▸ Tasks to perform
1) From the article on unconscious bias in healthcare recruitment, extract the passage from "The pro biases…" to "recruitment and hires.".
2) Answer these questions using the article on unconscious bias in healthcare recruitment:
(a) Where was the article originally published?
(b) In healthcare, why does the article say diversity is critical?
(c) What is the tendency to gravitate toward like-minded people called?

Overcoming Unconscious Bias in Healthcare Recruitment was originally published on Hospital Recruiting.
In healthcare recruitment, unconscious bias may be limiting the number of candidates you select as well as the quality of talent from which you can choose. Whether we admit to them or not, we all carry biases. The challenge for healthcare recruitment professionals may be to recognize any biases currently affecting your ability to hire, then overcome them for the future.
In addition to limiting the number of candidates, unconscious bias may be negatively impacting diversity and inclusion efforts. In healthcare particularly, diversity is critical to accurately mirror the community you serve. When bias limits your choices, patient care may suffer. There are biases for and against when it comes to hiring. Here are some worth looking into.
The pro biases…
Recruitment professionals may be more impressed with graduates from one school over another, or even graduates from their own alma mater. That alone can be limiting your options. If you’ve been successful hiring talent from a particular school, they may be your first choice when recruiting. The pattern can repeat, continuing to net talent that suits your needs, works well within your institution, and is retained for the long term. This success story shouldn’t be underrated, but who are you missing by limiting your choices? Expanding your reach by overcoming the bias for that particular school could mean even more successful recruitment and hires.
Bias can go beyond what appear to be practical terms. It’s human nature to gravitate toward like-minded people; it’s called affinity bias. We look for people with similar or likeable traits and put them at the top of our lists. It can be difficult to uncover this bias; often we have to ask why we chose one candidate over another, particularly when their credentials and experience are similar. A deeper dive into why you made a specific selection may uncover an affinity bias you didn’t know existed.

Images for locating objects
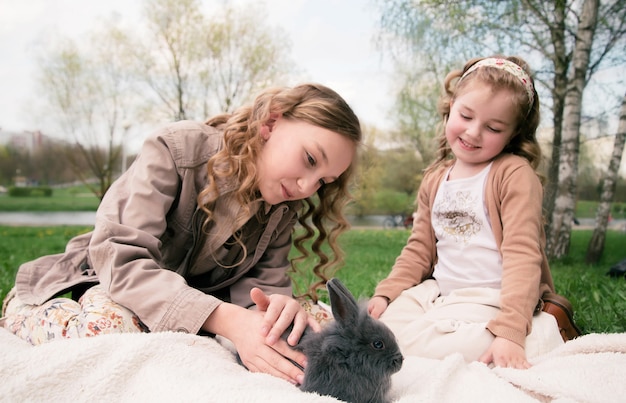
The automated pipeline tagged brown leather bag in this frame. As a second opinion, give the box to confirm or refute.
[541,292,582,341]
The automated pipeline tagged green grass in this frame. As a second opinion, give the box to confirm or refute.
[0,226,626,333]
[0,186,626,218]
[0,186,100,212]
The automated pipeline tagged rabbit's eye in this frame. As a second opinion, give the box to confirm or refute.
[372,340,385,350]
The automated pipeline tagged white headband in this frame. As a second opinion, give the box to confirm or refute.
[459,57,535,105]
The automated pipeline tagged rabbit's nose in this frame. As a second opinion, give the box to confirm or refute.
[391,354,404,370]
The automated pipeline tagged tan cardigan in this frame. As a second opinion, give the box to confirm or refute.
[375,154,554,346]
[16,121,301,333]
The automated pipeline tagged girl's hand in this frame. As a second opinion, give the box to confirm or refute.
[203,302,306,385]
[250,287,321,346]
[367,296,389,319]
[478,337,531,369]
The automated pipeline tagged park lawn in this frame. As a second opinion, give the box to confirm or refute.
[0,186,100,212]
[0,226,626,333]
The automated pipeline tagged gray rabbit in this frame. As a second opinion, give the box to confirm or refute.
[294,278,404,403]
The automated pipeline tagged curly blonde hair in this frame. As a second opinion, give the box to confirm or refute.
[198,84,362,301]
[426,55,541,177]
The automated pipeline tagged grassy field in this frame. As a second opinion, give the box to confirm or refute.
[0,226,626,333]
[0,186,626,218]
[0,186,100,211]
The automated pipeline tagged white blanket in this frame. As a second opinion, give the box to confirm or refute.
[0,329,626,403]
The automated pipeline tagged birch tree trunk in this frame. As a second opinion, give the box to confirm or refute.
[546,0,599,258]
[585,95,626,263]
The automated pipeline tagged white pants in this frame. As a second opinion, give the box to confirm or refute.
[380,280,563,362]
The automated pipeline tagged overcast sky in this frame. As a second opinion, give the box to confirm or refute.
[0,0,392,137]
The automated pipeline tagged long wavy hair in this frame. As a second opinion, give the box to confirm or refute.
[198,84,362,301]
[426,55,543,180]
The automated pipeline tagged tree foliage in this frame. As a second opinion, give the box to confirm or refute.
[33,0,291,197]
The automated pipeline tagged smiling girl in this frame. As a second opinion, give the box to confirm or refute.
[369,57,575,368]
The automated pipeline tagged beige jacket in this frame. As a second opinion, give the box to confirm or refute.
[16,121,301,333]
[375,154,554,346]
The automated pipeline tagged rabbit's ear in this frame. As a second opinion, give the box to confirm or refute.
[326,278,359,323]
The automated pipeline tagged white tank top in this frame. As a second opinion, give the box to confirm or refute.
[431,164,502,295]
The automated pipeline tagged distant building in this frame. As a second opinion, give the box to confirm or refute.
[0,129,55,154]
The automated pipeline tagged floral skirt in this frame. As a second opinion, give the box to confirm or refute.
[1,285,148,345]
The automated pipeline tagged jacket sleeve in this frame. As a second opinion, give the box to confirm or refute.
[89,129,220,333]
[487,163,544,346]
[374,173,441,301]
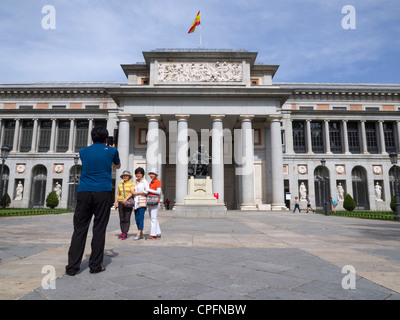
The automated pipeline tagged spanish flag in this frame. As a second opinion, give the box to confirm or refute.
[188,10,200,33]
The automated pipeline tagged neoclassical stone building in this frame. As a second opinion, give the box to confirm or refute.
[0,49,400,210]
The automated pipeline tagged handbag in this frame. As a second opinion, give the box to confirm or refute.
[146,194,160,206]
[138,196,147,208]
[122,183,135,208]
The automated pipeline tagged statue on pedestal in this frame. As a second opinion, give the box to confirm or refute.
[188,145,211,179]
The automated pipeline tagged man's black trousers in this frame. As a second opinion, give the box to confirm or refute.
[65,191,112,274]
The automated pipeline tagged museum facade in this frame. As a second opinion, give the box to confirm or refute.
[0,49,400,210]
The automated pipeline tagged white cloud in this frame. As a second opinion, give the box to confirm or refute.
[0,0,400,82]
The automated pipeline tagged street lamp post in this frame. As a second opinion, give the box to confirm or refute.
[72,154,79,207]
[389,152,400,220]
[321,159,330,216]
[0,146,11,206]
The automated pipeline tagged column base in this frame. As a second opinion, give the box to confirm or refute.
[173,204,227,219]
[271,203,289,211]
[240,204,258,211]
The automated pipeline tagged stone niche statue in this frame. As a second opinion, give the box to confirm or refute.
[54,182,62,201]
[375,182,383,201]
[336,182,344,201]
[299,182,307,201]
[188,145,211,179]
[14,181,24,200]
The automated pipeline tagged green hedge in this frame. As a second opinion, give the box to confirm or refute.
[0,209,73,217]
[317,210,395,220]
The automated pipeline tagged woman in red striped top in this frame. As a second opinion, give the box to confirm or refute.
[145,169,161,239]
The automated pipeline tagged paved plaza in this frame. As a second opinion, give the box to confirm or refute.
[0,211,400,300]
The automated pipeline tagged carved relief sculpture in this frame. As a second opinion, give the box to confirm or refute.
[158,62,243,82]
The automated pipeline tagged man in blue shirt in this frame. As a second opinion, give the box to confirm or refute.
[65,127,121,276]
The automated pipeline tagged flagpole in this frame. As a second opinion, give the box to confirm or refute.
[200,22,203,49]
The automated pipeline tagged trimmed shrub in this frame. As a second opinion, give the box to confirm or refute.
[343,194,356,211]
[0,193,11,208]
[46,191,58,209]
[390,195,396,212]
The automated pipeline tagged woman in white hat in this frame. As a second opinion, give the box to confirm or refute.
[114,170,135,240]
[145,168,161,239]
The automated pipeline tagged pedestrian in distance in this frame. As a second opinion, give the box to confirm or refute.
[65,127,121,276]
[307,194,315,213]
[145,168,161,240]
[293,196,301,213]
[114,170,135,240]
[131,167,149,240]
[330,197,338,213]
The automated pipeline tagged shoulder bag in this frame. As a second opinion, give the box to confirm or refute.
[122,183,135,208]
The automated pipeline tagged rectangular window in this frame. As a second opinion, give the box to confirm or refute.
[292,121,307,153]
[75,120,89,152]
[383,122,397,153]
[3,120,15,148]
[19,120,33,152]
[329,122,342,153]
[347,122,361,153]
[310,121,324,153]
[365,122,379,154]
[56,120,71,152]
[38,120,52,152]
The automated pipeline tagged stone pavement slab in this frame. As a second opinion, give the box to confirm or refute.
[0,211,400,300]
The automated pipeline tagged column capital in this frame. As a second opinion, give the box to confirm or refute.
[117,113,131,121]
[239,114,254,122]
[175,114,190,121]
[268,114,282,122]
[146,114,161,122]
[210,114,225,121]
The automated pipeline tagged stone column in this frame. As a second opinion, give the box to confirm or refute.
[67,119,75,153]
[342,120,351,154]
[211,115,225,204]
[285,119,294,154]
[175,115,189,205]
[11,119,20,153]
[306,120,313,154]
[146,115,161,181]
[0,118,4,148]
[238,115,257,210]
[324,120,332,154]
[360,120,369,154]
[378,120,387,155]
[269,115,287,210]
[48,119,57,153]
[87,119,93,146]
[397,120,400,153]
[115,114,133,180]
[29,119,38,153]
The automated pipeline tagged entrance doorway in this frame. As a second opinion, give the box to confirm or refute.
[29,165,47,208]
[351,166,369,210]
[314,166,331,210]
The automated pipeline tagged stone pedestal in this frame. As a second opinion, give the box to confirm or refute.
[299,200,307,211]
[375,200,390,211]
[174,177,227,219]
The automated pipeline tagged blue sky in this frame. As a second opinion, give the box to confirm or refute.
[0,0,400,83]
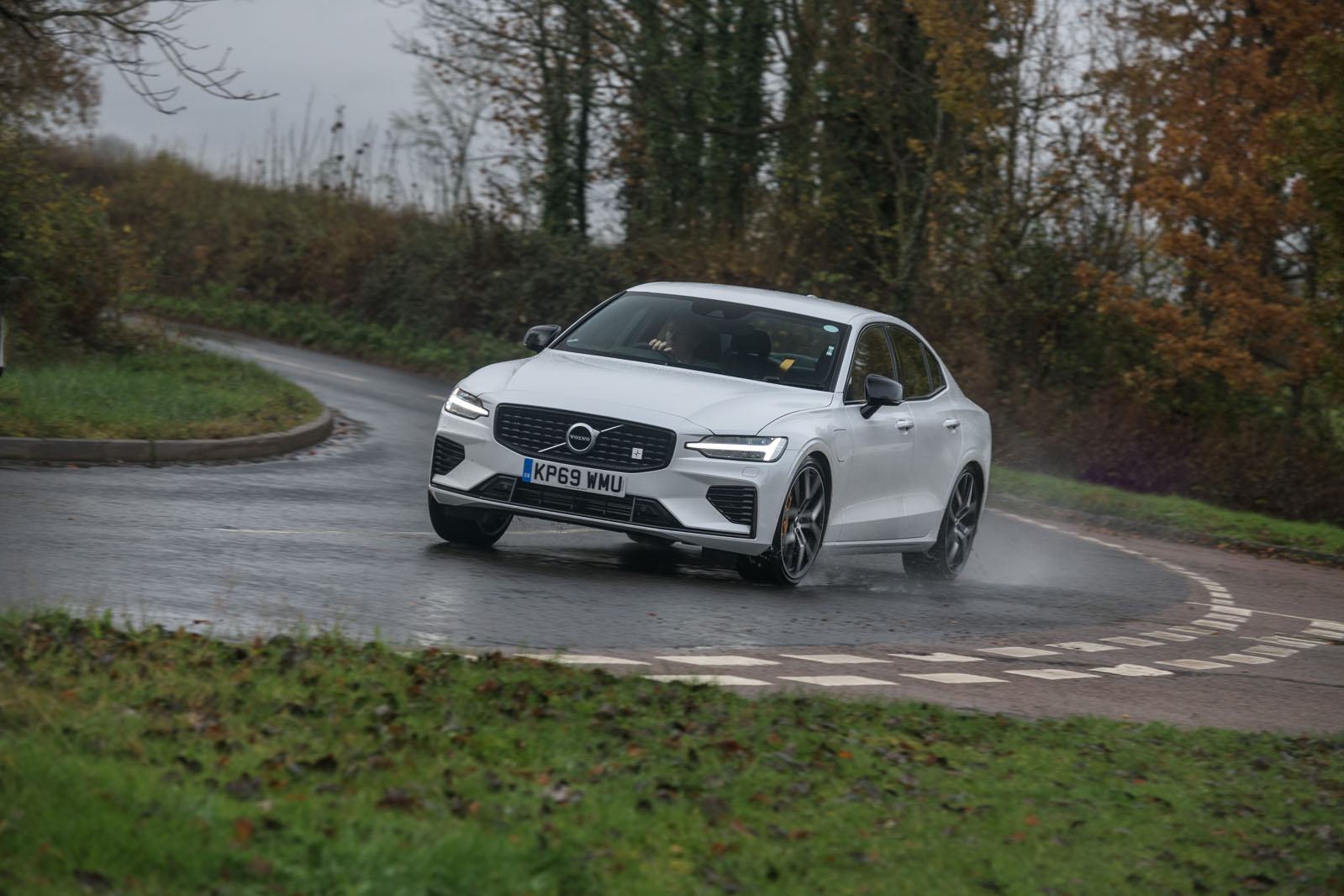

▸ Numbered answers
1)
The pro biases…
Recruitment professionals may be more impressed with graduates from one school over another, or even graduates from their own alma mater. That alone can be limiting your options. If you’ve been successful hiring talent from a particular school, they may be your first choice when recruiting. The pattern can repeat, continuing to net talent that suits your needs, works well within your institution, and is retained for the long term. This success story shouldn’t be underrated, but who are you missing by limiting your choices? Expanding your reach by overcoming the bias for that particular school could mean even more successful recruitment and hires.

2)
(a) Hospital Recruiting
(b) To accurately mirror the community you serve
(c) Affinity bias